Selva, SLV213 and Covid-19
Since licensing SLV213 from University of California San Diego (UCSD), Selva has been developing the drug as an anti-parasitic for Chagas disease. This is because this parasitic disease is a growing threat to the US; although “Chagas disease is endemic to South and Central America, it is staring to expand into the US”, explains Daley.
However, in March, Selva’s academic collaborator at UC San Diego, Dr James McKerrow, “shared data [on SLV213] that he and some colleagues have generated showing very high potency against SARS CoV-2 [the virus which causes Covid-19] in in vitro studies”. As a result, Daley notes, Selva shifted its focus to Covid-19 to meet this urgent priority in global public health.
The reason SLV213 is effective in both Chagas disease and Covid-19 – as well as other coronaviruses, and Nipah and Ebola – is due to its novel mechanism of action. “SLV213 is a small molecule cysteine protease inhibitor”, which particularly targets one class of human proteases, called cathepsins. These “play a role in cleaving the spike protein, which enables SARS-CoV-2 virus to enter the human cell where it reproduces”, explains Daley. Therefore, by inhibiting human cathepsins, SLV213 can prevent viral entry and reproduction, which ultimately causes Covid-19.

§ §

## Prompt 1:
Condense the paragraph of the SLV213 text that begins "The reason SLV213 is effective" into a short bulleted list that keeps its main facts.
## Prompt 2:
Answer these questions using the SLV213 text:
(a) From which institution did Selva license SLV213?
(b) Who shared data showing SLV213's potency against SARS-CoV-2 in vitro?
(c) What class of human proteases does SLV213 particularly target?

## Information shown:

§ §

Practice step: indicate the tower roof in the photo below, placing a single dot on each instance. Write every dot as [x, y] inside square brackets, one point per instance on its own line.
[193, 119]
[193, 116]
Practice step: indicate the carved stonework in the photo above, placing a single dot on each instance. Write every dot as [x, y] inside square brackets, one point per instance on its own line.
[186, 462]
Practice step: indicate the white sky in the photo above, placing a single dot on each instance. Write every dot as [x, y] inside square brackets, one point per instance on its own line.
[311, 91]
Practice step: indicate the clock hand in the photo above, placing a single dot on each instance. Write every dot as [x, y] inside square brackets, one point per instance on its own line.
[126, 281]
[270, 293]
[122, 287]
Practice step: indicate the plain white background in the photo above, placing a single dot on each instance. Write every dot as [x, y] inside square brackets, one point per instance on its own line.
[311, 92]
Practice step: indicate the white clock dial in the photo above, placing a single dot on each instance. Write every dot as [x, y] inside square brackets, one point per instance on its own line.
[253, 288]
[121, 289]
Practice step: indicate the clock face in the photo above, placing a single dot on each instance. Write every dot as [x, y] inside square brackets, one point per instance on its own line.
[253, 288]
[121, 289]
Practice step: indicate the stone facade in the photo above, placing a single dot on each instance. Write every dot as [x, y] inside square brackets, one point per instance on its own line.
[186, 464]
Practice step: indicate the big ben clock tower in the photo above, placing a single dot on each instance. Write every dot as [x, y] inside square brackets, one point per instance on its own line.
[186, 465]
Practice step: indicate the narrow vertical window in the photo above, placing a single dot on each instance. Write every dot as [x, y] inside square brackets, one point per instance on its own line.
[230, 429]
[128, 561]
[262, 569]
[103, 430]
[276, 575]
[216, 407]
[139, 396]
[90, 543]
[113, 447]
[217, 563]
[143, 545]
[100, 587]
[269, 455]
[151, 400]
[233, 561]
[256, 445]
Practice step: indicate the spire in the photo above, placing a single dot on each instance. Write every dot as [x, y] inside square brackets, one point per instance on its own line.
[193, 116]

§ §

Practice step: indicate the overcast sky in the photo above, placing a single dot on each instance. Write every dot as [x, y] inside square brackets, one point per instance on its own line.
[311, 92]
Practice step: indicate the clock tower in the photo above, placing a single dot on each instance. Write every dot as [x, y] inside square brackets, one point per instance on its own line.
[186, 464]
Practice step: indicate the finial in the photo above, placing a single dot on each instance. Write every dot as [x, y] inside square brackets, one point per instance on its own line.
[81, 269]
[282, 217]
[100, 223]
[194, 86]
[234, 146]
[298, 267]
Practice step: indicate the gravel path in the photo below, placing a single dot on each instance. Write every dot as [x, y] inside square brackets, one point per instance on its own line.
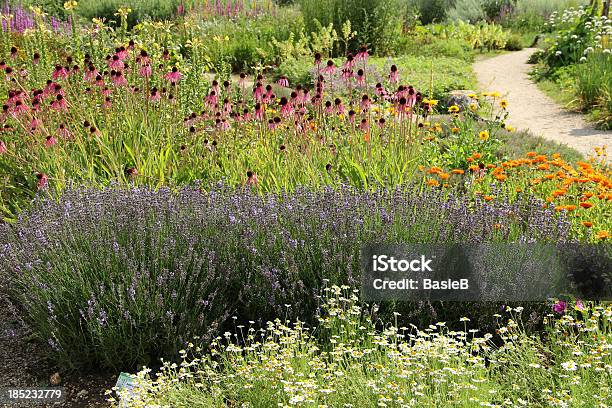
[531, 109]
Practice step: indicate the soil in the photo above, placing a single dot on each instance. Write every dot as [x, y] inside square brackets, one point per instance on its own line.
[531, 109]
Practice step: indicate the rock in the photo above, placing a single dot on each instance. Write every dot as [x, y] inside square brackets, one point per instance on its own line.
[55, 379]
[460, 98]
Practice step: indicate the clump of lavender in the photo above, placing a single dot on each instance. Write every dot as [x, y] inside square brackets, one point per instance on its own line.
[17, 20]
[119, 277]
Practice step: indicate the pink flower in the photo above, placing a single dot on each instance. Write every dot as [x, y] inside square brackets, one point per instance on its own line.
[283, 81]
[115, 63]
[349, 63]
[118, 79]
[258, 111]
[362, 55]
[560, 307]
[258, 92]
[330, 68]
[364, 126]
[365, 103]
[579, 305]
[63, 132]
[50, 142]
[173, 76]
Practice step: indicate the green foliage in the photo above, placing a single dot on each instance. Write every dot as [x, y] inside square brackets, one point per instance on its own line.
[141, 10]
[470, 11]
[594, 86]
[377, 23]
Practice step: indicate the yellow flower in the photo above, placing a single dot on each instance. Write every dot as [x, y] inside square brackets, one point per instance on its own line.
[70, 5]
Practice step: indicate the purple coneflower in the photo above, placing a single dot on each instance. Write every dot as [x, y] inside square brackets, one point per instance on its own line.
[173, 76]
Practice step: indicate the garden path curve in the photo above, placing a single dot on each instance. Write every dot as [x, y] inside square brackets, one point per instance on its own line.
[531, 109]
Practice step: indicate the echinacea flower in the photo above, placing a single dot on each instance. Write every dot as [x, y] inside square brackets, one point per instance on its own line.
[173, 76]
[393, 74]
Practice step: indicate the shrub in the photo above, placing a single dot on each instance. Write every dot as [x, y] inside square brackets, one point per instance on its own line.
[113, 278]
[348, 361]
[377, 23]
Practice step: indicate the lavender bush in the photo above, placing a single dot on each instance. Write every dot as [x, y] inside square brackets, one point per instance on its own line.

§ §

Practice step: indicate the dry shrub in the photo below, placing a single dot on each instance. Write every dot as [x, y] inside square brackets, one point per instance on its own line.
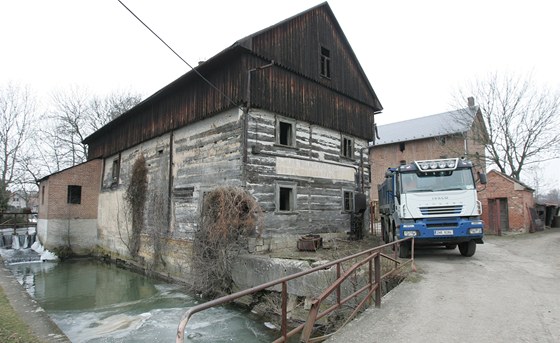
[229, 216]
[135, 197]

§ §

## Exercise output 1:
- SLV213's novel mechanism of action makes it effective against Chagas disease, Covid-19, other coronaviruses, Nipah and Ebola.
- It is a small molecule cysteine protease inhibitor that mainly targets human proteases called cathepsins.
- Cathepsins help cleave the spike protein, which lets SARS-CoV-2 enter human cells and reproduce.
- By inhibiting cathepsins, SLV213 can block viral entry and reproduction.

## Exercise output 2:
(a) University of California San Diego (UCSD)
(b) Dr James McKerrow, Selva's academic collaborator at UC San Diego
(c) Cathepsins